Named-object pointing entries:
•••••

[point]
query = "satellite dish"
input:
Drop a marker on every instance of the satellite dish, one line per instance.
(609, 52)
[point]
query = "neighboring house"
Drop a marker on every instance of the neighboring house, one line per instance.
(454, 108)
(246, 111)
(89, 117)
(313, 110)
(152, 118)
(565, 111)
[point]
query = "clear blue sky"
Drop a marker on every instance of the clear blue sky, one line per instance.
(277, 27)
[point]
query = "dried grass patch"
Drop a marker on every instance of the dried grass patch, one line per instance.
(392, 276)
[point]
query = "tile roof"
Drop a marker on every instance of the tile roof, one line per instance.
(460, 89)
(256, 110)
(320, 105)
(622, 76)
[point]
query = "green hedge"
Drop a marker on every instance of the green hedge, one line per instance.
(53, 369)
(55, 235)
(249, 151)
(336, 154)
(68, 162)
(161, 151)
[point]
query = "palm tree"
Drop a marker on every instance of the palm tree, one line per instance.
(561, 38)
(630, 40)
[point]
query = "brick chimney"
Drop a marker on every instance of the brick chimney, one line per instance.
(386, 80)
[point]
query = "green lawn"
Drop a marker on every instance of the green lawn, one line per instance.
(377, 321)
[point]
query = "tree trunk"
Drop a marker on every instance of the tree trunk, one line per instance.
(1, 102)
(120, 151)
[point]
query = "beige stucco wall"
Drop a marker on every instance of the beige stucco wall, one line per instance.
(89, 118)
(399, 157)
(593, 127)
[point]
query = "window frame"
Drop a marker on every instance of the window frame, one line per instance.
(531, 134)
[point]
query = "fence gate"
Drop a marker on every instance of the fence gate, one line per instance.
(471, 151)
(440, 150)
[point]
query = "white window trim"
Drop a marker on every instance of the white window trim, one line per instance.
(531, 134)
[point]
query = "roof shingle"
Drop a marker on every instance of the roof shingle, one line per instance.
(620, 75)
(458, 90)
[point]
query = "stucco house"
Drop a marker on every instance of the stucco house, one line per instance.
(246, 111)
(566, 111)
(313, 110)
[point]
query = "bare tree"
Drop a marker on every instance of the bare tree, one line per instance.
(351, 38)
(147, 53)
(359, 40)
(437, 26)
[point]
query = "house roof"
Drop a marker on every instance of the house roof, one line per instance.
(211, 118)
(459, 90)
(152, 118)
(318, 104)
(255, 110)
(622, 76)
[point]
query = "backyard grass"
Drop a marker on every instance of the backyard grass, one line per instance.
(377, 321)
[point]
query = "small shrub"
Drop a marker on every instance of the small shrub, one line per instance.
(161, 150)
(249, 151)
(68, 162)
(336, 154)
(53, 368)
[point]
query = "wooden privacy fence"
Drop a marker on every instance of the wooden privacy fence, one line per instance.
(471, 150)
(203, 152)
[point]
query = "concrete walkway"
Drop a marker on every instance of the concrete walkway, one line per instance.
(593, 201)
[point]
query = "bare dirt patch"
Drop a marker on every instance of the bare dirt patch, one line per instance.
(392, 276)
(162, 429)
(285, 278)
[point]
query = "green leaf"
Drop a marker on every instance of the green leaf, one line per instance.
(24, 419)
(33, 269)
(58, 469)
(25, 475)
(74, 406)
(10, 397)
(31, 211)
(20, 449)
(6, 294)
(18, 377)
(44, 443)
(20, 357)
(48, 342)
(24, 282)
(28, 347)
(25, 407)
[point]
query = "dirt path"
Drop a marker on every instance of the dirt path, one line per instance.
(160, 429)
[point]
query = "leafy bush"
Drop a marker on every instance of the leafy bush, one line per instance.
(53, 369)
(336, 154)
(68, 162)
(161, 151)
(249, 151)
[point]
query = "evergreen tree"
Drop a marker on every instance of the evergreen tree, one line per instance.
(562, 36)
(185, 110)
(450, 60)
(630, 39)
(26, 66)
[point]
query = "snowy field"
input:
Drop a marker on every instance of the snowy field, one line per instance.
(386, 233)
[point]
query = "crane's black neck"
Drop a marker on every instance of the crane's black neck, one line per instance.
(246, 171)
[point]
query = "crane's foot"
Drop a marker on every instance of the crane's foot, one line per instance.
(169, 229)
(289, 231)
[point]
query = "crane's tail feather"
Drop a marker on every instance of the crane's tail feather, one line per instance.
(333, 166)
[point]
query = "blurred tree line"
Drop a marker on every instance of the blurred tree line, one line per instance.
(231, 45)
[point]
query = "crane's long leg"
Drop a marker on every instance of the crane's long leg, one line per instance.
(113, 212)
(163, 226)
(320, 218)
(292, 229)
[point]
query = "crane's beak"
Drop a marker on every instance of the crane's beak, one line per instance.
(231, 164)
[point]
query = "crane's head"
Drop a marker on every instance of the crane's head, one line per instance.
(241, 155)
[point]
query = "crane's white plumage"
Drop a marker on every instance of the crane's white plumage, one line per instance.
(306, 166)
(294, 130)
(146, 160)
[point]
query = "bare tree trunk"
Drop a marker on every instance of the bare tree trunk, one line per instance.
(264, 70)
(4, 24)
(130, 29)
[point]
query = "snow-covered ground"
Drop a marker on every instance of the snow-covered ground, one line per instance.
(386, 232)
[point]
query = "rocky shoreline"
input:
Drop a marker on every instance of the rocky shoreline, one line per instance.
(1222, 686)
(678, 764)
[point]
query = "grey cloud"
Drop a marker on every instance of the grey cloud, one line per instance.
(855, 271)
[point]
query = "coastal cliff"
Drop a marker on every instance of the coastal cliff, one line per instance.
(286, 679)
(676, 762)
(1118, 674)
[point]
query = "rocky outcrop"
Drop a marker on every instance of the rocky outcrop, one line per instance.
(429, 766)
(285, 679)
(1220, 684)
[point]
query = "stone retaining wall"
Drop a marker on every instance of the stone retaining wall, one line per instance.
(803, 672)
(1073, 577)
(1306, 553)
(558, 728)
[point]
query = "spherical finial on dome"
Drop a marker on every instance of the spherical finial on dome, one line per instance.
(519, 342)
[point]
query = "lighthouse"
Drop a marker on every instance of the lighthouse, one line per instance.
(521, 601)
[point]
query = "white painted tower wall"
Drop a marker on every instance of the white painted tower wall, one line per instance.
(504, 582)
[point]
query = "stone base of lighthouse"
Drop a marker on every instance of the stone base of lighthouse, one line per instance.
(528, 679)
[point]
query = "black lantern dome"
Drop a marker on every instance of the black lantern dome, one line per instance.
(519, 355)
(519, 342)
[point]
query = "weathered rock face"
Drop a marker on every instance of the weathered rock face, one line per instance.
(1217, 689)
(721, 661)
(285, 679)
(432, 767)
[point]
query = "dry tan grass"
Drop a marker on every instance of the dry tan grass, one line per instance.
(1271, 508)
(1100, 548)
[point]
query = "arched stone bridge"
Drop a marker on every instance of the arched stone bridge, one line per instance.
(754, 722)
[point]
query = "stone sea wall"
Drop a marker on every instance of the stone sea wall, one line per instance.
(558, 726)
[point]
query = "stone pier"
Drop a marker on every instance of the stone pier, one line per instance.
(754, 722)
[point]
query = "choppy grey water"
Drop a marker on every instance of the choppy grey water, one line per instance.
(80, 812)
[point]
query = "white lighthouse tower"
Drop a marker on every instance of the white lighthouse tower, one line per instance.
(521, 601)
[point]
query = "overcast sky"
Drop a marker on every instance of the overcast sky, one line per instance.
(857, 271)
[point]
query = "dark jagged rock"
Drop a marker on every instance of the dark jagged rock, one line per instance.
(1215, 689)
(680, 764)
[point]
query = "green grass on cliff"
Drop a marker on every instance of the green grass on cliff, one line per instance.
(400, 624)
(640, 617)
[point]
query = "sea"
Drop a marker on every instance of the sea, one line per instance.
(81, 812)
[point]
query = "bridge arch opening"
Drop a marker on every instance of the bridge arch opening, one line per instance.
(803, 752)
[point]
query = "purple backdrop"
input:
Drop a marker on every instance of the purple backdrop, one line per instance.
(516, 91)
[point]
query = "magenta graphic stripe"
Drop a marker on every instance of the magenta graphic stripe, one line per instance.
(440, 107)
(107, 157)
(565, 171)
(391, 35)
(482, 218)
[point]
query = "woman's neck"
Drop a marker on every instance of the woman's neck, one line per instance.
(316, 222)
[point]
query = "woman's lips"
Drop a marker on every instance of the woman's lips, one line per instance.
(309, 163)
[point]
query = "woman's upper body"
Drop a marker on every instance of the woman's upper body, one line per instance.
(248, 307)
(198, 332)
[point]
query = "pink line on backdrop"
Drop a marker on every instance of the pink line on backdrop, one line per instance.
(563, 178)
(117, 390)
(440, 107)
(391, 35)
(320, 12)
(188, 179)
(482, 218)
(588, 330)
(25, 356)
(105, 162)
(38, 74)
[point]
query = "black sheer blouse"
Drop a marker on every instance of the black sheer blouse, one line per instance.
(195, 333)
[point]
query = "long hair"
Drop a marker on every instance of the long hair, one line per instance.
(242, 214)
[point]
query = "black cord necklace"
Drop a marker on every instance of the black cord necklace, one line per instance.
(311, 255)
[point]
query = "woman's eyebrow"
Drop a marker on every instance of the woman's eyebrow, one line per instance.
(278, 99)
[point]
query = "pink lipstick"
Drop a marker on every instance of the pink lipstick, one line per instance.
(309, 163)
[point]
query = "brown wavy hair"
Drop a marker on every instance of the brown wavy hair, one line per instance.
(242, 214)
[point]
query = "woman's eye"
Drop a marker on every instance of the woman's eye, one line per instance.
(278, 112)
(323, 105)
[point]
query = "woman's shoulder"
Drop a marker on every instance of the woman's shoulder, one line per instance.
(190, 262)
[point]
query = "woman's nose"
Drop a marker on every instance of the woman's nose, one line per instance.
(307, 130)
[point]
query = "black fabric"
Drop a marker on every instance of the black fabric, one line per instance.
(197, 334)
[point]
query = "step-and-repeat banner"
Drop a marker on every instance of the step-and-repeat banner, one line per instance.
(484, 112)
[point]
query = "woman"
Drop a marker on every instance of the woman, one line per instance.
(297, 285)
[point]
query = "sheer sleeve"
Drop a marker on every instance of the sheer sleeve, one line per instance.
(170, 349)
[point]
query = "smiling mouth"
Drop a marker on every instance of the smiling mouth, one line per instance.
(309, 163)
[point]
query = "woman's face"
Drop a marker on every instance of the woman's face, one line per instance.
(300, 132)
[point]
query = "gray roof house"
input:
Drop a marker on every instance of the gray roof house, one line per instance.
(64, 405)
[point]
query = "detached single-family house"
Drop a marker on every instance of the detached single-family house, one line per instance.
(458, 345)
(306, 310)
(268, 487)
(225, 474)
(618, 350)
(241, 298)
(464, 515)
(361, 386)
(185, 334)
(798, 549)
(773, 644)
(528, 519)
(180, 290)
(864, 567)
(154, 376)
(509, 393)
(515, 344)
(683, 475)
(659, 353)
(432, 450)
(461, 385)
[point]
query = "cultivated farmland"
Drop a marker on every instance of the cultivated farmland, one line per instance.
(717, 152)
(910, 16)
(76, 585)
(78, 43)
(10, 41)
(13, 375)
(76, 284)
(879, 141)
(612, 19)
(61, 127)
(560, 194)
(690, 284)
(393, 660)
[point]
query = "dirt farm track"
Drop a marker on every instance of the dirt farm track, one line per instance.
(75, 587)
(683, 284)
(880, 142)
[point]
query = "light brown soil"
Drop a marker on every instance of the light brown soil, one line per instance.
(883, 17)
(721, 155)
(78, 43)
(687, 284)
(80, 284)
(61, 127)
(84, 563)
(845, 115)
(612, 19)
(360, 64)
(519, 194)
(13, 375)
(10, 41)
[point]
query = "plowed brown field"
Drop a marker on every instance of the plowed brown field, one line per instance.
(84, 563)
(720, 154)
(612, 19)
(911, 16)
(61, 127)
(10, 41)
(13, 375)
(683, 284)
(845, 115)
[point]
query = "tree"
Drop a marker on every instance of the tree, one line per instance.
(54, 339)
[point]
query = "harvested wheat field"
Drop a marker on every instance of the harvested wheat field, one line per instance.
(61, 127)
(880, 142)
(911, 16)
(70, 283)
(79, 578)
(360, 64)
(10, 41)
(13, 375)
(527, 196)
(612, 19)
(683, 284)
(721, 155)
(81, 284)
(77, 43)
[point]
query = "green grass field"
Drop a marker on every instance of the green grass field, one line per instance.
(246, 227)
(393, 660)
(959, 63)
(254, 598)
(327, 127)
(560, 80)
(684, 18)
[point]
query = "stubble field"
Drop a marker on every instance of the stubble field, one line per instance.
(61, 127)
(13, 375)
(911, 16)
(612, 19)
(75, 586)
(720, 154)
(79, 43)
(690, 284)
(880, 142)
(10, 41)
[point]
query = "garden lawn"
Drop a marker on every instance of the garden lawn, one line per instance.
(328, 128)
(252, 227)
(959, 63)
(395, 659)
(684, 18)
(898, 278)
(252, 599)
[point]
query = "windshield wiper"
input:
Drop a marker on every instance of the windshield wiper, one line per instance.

•••••

» What you should do: Report every line in the data above that contains the word "brick".

» Correct response:
query = "brick chimney"
Drop a marker on every instance of the brick chimney, one line per instance.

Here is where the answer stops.